_TEXT FOR ANALYSIS_.
"""
POSTED 10 FEB 2005
When quantity equals quality
One of the big advantages of the Fermilab neutrino project is quantity: it is expected to detect about 1,500 neutrinos per year, at a cost of $171-million for equipment, excavation, and installation. That figure does not include salaries for more than 200 researchers from Brazil, France, Greece, Russia, the United Kingdom and the United States. The project was funded by the U.S. Department of Energy, the National Science Foundation, the British Particle Physics and Astronomy Research Council, the State of Minnesota and the University of Minnesota.
When you spend that kind of money, you worry about a lot of stuff. One thing you don't have to fret about is health damage from neutrinos -- whether "natural" neuts from the sun, or unnatural neuts, like those Fermilab is making: Sticks and stones can break your bones, but neutrinos will never hit you... And that's a good thing, as we are drenched in a constant rain of neutrinos.
So you've reached this point, but you still can't see the point of neutrino research. Why worry about a particle so light that it costs a couple hundred million bucks to measure its mass? Well, one massless particle is called the photon, and it carries light...
While light is handy for practical and scientific purposes, neutrinos are a key to understanding the world on the smallest scale. Nobody's promising anything practical like, say, a neutrino-based computer memory or neutrino treatment for disease.
Instead, the goal is simple: to learn more about a particle that hates to be measured. "The goal is to nail down the parameters of neutrino oscillation, measure the properties," Greg Bock, project manager for neutrinos source, tells us at lunch. Bock says that after one year of operation, the researchers hope to amass enough data to make an initial estimate of how fast neutrinos change flavor.
"""
_TASKS AND EXERCISES_.
1. Answer these from the text on the Fermilab neutrino project:
(a) How many neutrinos per year is the project expected to detect?
(b) What role does Greg Bock hold?
(c) After one year of operation, what do the researchers hope to estimate?
2. Write the next part of the text on the Fermilab neutrino project, starting after its final sentence.

_SUPPLIED MATERIAL_.
"""
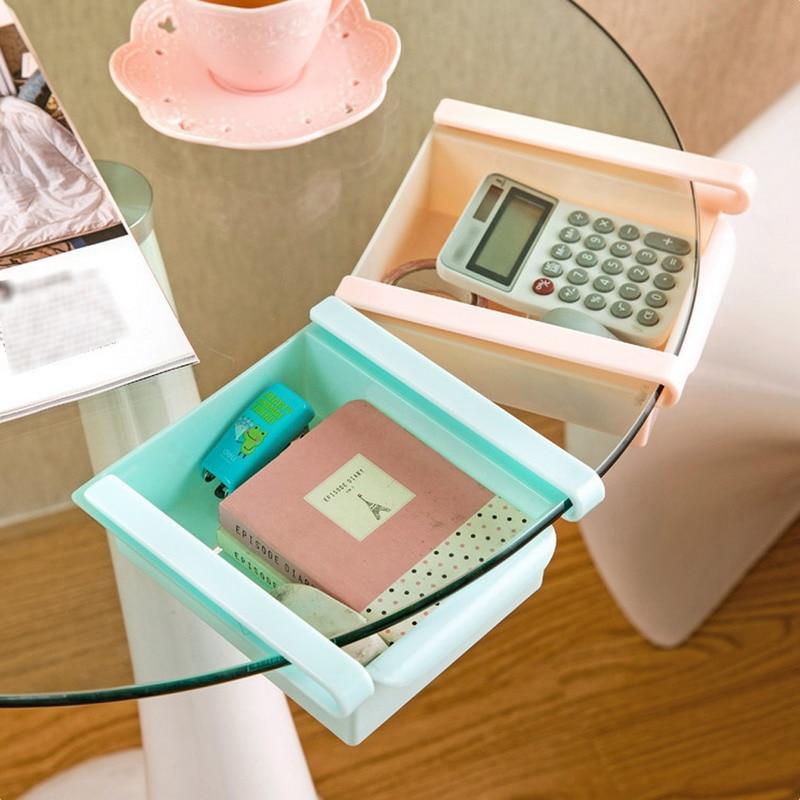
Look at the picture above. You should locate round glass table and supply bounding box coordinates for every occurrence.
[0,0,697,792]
"""
"""
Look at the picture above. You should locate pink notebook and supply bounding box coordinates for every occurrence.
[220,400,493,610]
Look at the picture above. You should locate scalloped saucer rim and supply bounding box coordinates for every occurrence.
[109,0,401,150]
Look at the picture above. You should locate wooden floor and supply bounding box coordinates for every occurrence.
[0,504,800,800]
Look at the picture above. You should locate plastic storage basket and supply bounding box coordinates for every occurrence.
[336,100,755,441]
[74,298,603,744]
"""
"""
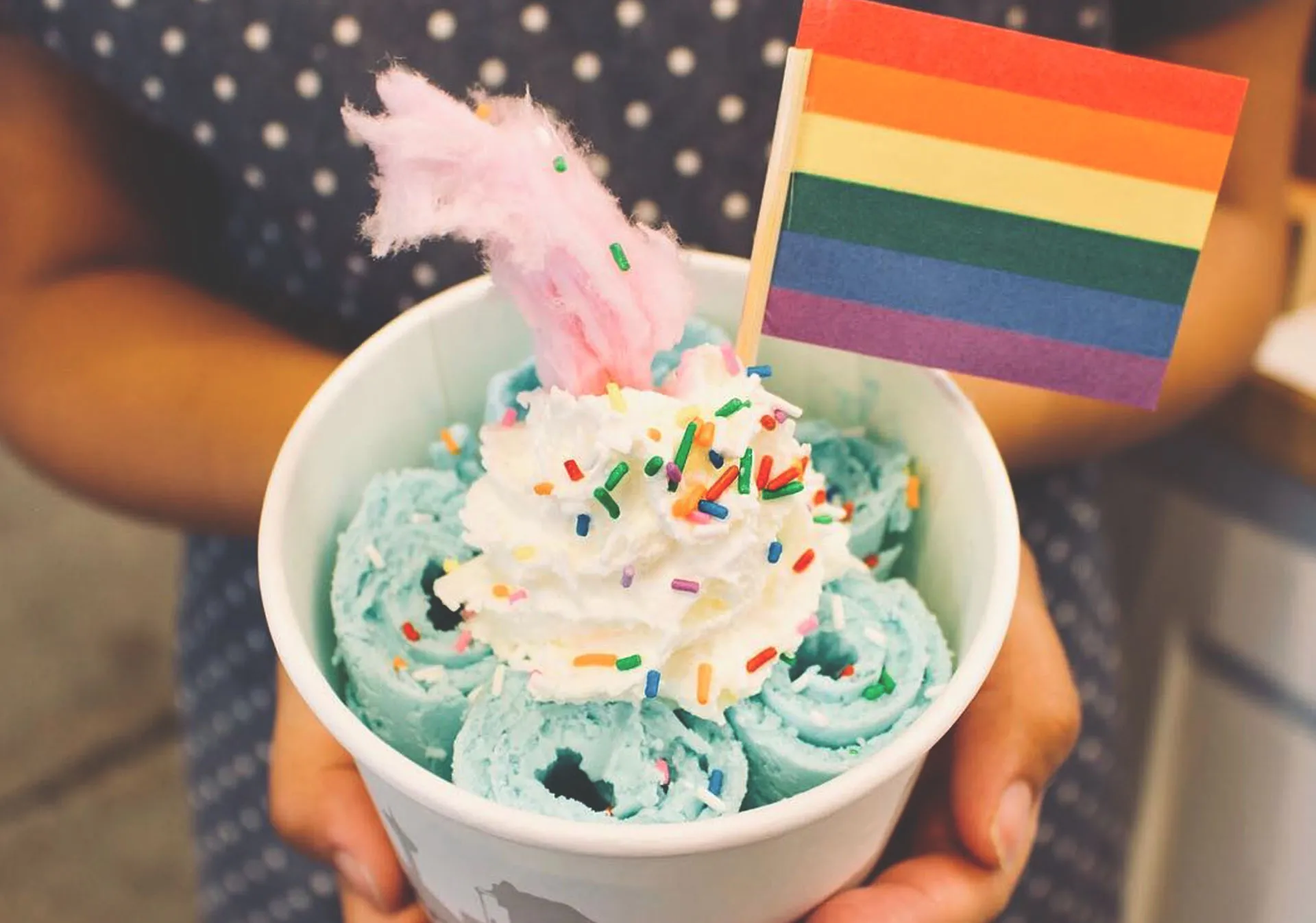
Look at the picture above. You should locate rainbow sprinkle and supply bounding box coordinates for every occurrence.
"""
_ANSWER LIST_.
1.
(a) About 1,500 neutrinos per year.
(b) Project manager for neutrinos source.
(c) How fast neutrinos change flavor.

2.
The Why Files asked Edward Kearns, a neutrino researcher at Boston University, about the significance of neutrinos. "The first answer is that it's basic research, and that has a long history in the United States and elsewhere. If you pursue basic research, not only are you showing that there is intellectual vigor in your society, but you find all sort of things that have unexpected consequences, and that may have a payback."
Such a statement is particularly relevant to users of the web, says Kearns: "The world wide web was developed by particle physicists to talk to each other at CERN," the European particle physics lab. Other important technologies have roots in particle physics, he adds. "Medical imaging often has very close ties to particle physics, and the original proton therapies for cancer were done at labs like Fermilab, so there are definitely spin-offs."
The root of the interest in neutrinos is this: particle physicists want "to boil things down to small number of rules," Kearns says. "If there are any loose ends, we have to take that string and pull on it. We never knew if neutrinos had mass, but mass made them interfere with each other [causing a change in flavor]. ... This is telling us something fundamental about the neutrino, but we have not figured out what to do with the information.
Bet you can figure out what to do with information in our bibliography...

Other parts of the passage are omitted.